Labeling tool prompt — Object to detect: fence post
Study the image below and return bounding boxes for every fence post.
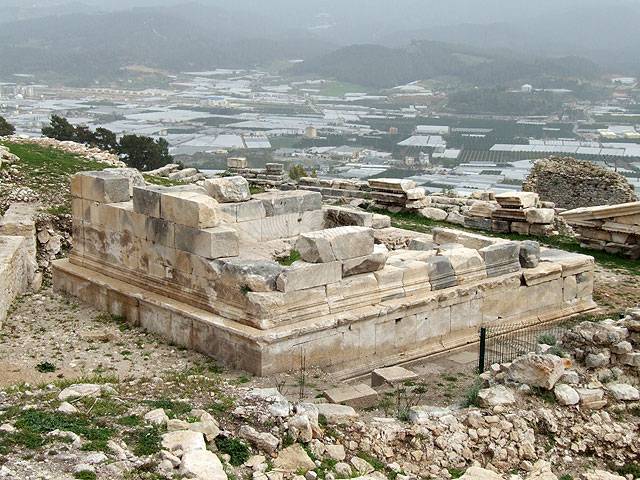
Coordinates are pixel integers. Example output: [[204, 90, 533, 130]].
[[478, 327, 487, 374]]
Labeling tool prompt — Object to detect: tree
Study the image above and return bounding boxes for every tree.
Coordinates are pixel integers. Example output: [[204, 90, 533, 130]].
[[0, 116, 15, 136], [42, 115, 76, 141], [118, 134, 173, 171], [92, 127, 119, 153], [288, 164, 308, 181]]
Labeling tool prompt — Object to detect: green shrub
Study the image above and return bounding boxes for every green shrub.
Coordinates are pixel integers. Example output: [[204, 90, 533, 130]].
[[537, 333, 557, 346], [215, 437, 250, 466]]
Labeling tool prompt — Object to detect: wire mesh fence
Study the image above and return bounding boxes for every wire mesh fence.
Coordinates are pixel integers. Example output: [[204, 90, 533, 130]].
[[478, 320, 575, 373]]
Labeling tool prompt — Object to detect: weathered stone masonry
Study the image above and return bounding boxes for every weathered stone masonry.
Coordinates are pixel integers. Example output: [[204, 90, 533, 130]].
[[53, 171, 597, 375]]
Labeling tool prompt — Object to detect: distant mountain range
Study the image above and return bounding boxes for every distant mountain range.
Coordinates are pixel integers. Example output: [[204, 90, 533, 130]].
[[0, 1, 638, 86], [294, 41, 600, 88]]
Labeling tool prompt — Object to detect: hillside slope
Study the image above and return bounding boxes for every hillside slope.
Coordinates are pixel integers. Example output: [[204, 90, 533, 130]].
[[295, 41, 600, 88]]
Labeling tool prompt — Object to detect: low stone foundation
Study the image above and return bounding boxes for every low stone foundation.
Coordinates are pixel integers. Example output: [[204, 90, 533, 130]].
[[0, 203, 39, 326], [53, 171, 597, 375]]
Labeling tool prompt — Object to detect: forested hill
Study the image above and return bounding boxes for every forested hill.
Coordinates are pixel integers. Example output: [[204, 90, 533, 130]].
[[295, 41, 601, 88], [0, 5, 332, 84]]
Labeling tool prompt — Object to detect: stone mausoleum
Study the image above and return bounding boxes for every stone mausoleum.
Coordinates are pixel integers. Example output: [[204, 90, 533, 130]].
[[53, 172, 597, 375]]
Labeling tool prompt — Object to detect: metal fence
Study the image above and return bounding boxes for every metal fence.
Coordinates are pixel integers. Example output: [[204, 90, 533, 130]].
[[478, 320, 574, 373]]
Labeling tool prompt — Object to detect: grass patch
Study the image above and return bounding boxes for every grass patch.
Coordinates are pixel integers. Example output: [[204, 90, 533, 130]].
[[537, 333, 557, 346], [448, 467, 466, 479], [463, 378, 483, 408], [74, 472, 97, 480], [207, 393, 235, 415], [278, 250, 301, 266], [215, 437, 250, 466], [559, 475, 574, 480], [616, 463, 640, 478], [9, 410, 114, 451], [118, 415, 142, 427], [128, 426, 163, 457], [143, 174, 185, 187], [356, 451, 384, 471], [144, 398, 191, 419]]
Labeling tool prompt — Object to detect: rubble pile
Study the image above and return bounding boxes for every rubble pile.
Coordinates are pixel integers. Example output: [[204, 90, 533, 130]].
[[227, 157, 290, 189], [299, 176, 370, 201], [3, 135, 125, 167], [421, 191, 558, 237], [146, 163, 207, 183], [523, 156, 637, 210], [560, 202, 640, 259]]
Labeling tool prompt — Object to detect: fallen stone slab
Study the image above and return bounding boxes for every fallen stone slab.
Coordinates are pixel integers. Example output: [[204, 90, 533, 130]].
[[315, 403, 359, 424], [478, 385, 516, 407], [161, 430, 206, 453], [606, 383, 640, 401], [554, 384, 580, 406], [371, 366, 419, 387], [323, 384, 378, 408], [179, 449, 227, 480], [273, 444, 316, 472], [342, 248, 388, 277], [507, 354, 565, 390], [368, 178, 417, 193]]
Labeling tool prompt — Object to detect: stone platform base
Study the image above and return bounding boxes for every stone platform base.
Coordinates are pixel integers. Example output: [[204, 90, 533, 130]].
[[53, 259, 597, 376]]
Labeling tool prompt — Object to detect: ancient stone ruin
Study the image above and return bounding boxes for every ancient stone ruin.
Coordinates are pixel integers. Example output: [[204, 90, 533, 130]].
[[560, 201, 640, 258], [53, 172, 597, 375], [523, 156, 637, 210]]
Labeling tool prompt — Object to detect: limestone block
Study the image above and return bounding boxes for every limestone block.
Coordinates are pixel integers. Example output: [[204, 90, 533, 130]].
[[424, 256, 457, 290], [387, 249, 437, 264], [174, 225, 239, 259], [510, 221, 531, 235], [261, 215, 293, 241], [214, 259, 283, 293], [276, 261, 342, 292], [539, 249, 594, 276], [419, 207, 448, 221], [227, 157, 248, 168], [324, 206, 373, 228], [372, 214, 391, 229], [103, 167, 145, 196], [464, 216, 493, 231], [446, 211, 465, 225], [323, 384, 378, 408], [576, 271, 594, 299], [406, 187, 426, 200], [368, 178, 417, 192], [439, 247, 487, 284], [491, 219, 511, 233], [254, 190, 322, 217], [236, 200, 267, 222], [160, 191, 219, 229], [507, 353, 565, 390], [399, 260, 430, 289], [374, 265, 405, 300], [408, 238, 437, 251], [479, 242, 521, 277], [495, 191, 538, 209], [525, 208, 555, 224], [521, 263, 562, 286], [564, 275, 578, 301], [76, 171, 131, 204], [231, 219, 262, 242], [204, 176, 251, 203], [371, 366, 419, 387], [118, 205, 147, 239], [296, 226, 374, 263], [327, 270, 379, 301], [519, 240, 540, 268], [432, 228, 498, 250], [133, 186, 161, 217], [245, 287, 329, 324], [298, 210, 325, 234], [342, 248, 388, 277], [145, 217, 175, 247]]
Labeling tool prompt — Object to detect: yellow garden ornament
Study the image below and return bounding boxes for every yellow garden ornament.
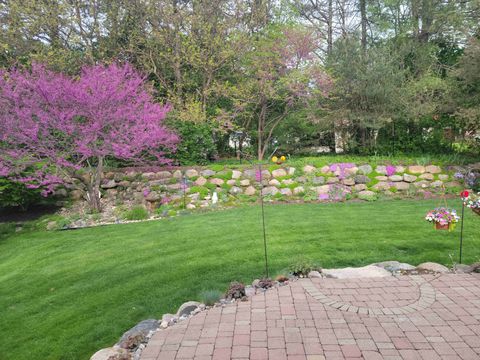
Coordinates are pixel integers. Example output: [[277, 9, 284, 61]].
[[271, 155, 286, 165]]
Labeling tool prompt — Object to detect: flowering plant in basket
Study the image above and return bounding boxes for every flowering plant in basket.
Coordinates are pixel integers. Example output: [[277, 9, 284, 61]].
[[425, 207, 460, 231], [461, 190, 480, 215]]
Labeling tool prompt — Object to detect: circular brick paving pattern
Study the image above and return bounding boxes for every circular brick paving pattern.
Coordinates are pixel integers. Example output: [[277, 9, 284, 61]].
[[302, 275, 436, 316]]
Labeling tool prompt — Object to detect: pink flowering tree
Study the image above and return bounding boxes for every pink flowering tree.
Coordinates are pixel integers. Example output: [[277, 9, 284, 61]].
[[0, 63, 178, 212]]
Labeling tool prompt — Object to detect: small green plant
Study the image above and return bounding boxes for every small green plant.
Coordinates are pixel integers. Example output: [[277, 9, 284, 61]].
[[199, 289, 223, 306], [123, 206, 149, 221], [288, 256, 320, 276]]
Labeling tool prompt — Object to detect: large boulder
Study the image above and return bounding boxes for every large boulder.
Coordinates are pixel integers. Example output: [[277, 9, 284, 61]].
[[354, 175, 370, 184], [262, 186, 279, 196], [101, 180, 117, 189], [373, 181, 389, 191], [375, 261, 415, 273], [240, 179, 250, 186], [312, 176, 325, 184], [176, 301, 201, 318], [201, 169, 216, 177], [272, 168, 287, 178], [408, 165, 425, 174], [375, 165, 387, 175], [194, 176, 207, 186], [403, 174, 417, 183], [90, 347, 131, 360], [210, 178, 224, 186], [420, 173, 434, 181], [358, 164, 373, 175], [342, 178, 355, 186], [357, 190, 377, 201], [322, 265, 391, 279], [231, 170, 242, 179], [354, 184, 367, 191], [185, 169, 198, 178], [269, 179, 281, 186], [229, 186, 243, 195], [280, 188, 293, 196], [293, 186, 305, 195], [425, 165, 441, 174], [117, 319, 159, 350], [244, 186, 256, 196], [417, 262, 449, 273], [303, 165, 316, 174], [145, 192, 161, 202], [388, 175, 403, 182], [394, 182, 410, 191]]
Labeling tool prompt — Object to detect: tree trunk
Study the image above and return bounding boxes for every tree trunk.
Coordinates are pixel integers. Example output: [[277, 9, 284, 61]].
[[360, 0, 367, 54], [327, 0, 333, 54], [84, 156, 103, 213], [257, 99, 267, 160]]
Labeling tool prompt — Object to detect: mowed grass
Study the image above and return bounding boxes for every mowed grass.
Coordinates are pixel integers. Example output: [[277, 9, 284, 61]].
[[1, 199, 480, 360]]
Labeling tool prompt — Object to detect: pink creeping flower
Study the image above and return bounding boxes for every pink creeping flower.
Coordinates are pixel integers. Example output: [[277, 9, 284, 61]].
[[386, 165, 396, 177], [255, 170, 262, 182]]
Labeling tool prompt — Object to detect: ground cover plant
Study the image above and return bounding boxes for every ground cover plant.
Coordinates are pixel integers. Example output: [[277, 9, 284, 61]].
[[1, 199, 479, 360]]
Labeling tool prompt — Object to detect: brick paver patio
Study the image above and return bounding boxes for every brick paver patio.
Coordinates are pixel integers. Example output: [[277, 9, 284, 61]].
[[141, 273, 480, 359]]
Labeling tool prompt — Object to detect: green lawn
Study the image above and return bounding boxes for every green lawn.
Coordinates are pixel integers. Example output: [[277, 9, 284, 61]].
[[1, 199, 479, 360]]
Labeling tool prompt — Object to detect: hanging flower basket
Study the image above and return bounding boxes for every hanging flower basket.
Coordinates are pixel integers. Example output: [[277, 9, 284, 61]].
[[425, 207, 459, 231], [461, 191, 480, 216]]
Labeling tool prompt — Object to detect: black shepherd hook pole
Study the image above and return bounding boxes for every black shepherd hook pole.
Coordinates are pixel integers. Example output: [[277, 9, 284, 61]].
[[459, 200, 465, 264]]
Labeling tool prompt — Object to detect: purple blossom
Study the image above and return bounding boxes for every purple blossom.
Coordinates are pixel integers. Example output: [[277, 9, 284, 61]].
[[454, 172, 464, 179], [386, 165, 396, 177], [255, 169, 262, 182], [143, 189, 150, 197], [318, 193, 329, 200]]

◆ ◆ ◆ ◆ ◆ ◆ ◆

Both ends included, copy word for word the lines from the top of the entries above through the line with "every green shrub.". No pictures.

Labeling tool prompt — Object to detect: fence post
Study the image below and return bounding boxes for every fence post.
Coordinates are pixel integers. Example output: [[204, 90, 533, 130]].
[[478, 327, 487, 374]]
Labeling tool prompt — Object to detect: tree
Study the image above and return bounding boxes for every tree.
Coordinates are pixel integers. Example output: [[204, 90, 533, 130]].
[[0, 116, 15, 136], [42, 115, 76, 141], [118, 134, 173, 171], [92, 127, 119, 153], [288, 164, 308, 181]]
Labeling tool prompt — Object to detect: green shrub
Study the image above and return bounding boxes for every green shrub.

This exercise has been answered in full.